» WORK TO COMPLETE
**a)** In the Sai University article, who laid the foundation stone of the university?
**b)** Return, without any alteration, everything in the Sai University article from "Ramani approached the" down to "in May 2022.".

» STUDY TEXT

====

Sai University
- Type: Private
- Established: 2018
- Chancellor: K. V. Ramani
- Vice-Chancellor: Ajith Abraham
- Location: Paiyanur, Tamil Nadu, India 12°39′15″N 80°09′28″E﻿ / ﻿12.65416°N 80.15771°E
- Website: saiuniversity.edu.in

= Sai University =

Private university in Tamil Nadu, India

Sai University is a private university located on SH-49A near Paiyanur, Thirupporur block, Kancheepuram district, Tamil Nadu, India. Established in 2018, It is one of the first private universities to be legislated in by the Tamil Nadu government for over 90 years, since the establishment of Annamalai University.

== History ==
Sai University is the brainchild of the founder-chancellor K.V. Ramani, an Indian entrepreneur who donated more than 85% of his wealth to the Sri Sai Trust (by its full name, the Sai Education, Medical, Research and Charitable Trust), which promoted the university. The trust committed to investing ₹320 crore in building the infrastructure for the university.

Ramani approached the state government in January 2018 which led to the introduction of the Sai University Act, 2018. The Bill was passed by the Tamil Nadu Legislative Assembly in July 2018 together with the bill establishing Shiv Nadar University, the first private universities to be legislated in Tamil Nadu for over 90 years, since the establishment of Annamalai University. Jamshed Bharucha was appointed the founding vice chancellor of the university in July 2020 and the foundation stone was laid by chief minister (CM) Edappadi K. Palaniswami in August 2020. The university opened admission for year 2021–22 in January 2021, in the schools of arts and sciences, computing and data science and the school of law. It started operation in August 2021. The academic buildings were inaugurated by CM M. K. Stalin in May 2022.

====

Referring expression pointing data:
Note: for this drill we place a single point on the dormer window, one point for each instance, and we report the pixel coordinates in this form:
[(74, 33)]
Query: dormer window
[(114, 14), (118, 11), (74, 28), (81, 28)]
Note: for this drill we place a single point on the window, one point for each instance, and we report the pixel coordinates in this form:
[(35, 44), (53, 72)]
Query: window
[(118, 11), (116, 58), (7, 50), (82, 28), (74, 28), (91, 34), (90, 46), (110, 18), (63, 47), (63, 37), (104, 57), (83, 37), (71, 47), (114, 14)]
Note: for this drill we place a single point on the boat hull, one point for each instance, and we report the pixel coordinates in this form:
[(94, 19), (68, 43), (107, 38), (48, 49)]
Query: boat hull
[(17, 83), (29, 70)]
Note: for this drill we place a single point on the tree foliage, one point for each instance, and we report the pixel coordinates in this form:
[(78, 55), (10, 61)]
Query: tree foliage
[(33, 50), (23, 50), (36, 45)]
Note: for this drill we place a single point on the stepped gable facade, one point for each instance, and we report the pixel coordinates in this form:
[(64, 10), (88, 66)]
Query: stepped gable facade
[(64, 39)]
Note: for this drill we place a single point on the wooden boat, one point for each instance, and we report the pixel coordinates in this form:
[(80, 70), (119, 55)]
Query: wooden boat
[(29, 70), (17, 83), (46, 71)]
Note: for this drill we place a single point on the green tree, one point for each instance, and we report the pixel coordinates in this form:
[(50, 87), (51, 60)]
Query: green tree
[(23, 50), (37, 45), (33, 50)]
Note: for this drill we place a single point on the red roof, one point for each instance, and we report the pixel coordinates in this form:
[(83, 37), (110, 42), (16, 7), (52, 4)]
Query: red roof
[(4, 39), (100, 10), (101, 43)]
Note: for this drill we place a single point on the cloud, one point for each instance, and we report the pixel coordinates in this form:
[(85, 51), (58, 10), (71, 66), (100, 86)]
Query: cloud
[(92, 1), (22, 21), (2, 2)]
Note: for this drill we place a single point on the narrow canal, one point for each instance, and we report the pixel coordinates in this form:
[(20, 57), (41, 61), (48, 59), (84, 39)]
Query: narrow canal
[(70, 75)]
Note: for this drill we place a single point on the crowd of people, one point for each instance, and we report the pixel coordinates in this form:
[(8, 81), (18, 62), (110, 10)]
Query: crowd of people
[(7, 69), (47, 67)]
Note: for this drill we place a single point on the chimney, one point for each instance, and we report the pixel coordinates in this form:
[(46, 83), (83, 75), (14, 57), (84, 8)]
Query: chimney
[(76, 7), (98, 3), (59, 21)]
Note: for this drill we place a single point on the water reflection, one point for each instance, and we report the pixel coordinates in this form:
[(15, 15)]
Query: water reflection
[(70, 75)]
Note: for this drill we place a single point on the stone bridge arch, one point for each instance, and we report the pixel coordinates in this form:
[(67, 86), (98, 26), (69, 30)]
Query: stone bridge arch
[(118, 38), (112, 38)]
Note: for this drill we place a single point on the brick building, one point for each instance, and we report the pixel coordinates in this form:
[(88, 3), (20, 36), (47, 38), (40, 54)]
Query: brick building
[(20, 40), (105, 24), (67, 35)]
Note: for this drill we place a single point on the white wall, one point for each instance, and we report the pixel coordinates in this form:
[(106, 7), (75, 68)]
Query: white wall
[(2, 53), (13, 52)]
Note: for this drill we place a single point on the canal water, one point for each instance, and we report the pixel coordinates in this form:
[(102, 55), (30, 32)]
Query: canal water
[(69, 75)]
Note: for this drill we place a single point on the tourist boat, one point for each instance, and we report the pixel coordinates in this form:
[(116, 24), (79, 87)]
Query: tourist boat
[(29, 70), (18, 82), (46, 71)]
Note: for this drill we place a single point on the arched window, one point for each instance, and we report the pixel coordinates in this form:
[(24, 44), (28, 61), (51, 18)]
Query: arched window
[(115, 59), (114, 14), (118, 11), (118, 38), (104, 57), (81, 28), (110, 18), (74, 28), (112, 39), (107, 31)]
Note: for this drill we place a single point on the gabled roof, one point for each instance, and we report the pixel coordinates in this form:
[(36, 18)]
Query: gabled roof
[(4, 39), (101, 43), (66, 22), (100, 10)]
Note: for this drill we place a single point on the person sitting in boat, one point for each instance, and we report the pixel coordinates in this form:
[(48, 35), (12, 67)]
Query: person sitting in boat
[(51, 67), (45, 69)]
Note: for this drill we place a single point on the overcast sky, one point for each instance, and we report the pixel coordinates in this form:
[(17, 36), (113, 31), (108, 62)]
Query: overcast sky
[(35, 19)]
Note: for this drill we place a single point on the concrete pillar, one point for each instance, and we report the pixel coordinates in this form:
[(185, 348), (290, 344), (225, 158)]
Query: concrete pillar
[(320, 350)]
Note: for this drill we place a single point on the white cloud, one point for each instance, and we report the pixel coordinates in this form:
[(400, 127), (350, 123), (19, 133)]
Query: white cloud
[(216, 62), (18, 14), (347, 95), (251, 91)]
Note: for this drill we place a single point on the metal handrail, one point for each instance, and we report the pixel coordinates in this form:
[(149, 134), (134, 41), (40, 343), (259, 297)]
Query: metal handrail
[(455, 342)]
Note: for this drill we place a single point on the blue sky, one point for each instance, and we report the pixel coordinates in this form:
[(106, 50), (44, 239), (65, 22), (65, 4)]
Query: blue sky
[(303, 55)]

====

» RESULTS BY TASK
**a)** Chief minister Edappadi K. Palaniswami laid it, in August 2020.

**b)**
Ramani approached the state government in January 2018 which led to the introduction of the Sai University Act, 2018. The Bill was passed by the Tamil Nadu Legislative Assembly in July 2018 together with the bill establishing Shiv Nadar University, the first private universities to be legislated in Tamil Nadu for over 90 years, since the establishment of Annamalai University. Jamshed Bharucha was appointed the founding vice chancellor of the university in July 2020 and the foundation stone was laid by chief minister (CM) Edappadi K. Palaniswami in August 2020. The university opened admission for year 2021–22 in January 2021, in the schools of arts and sciences, computing and data science and the school of law. It started operation in August 2021. The academic buildings were inaugurated by CM M. K. Stalin in May 2022.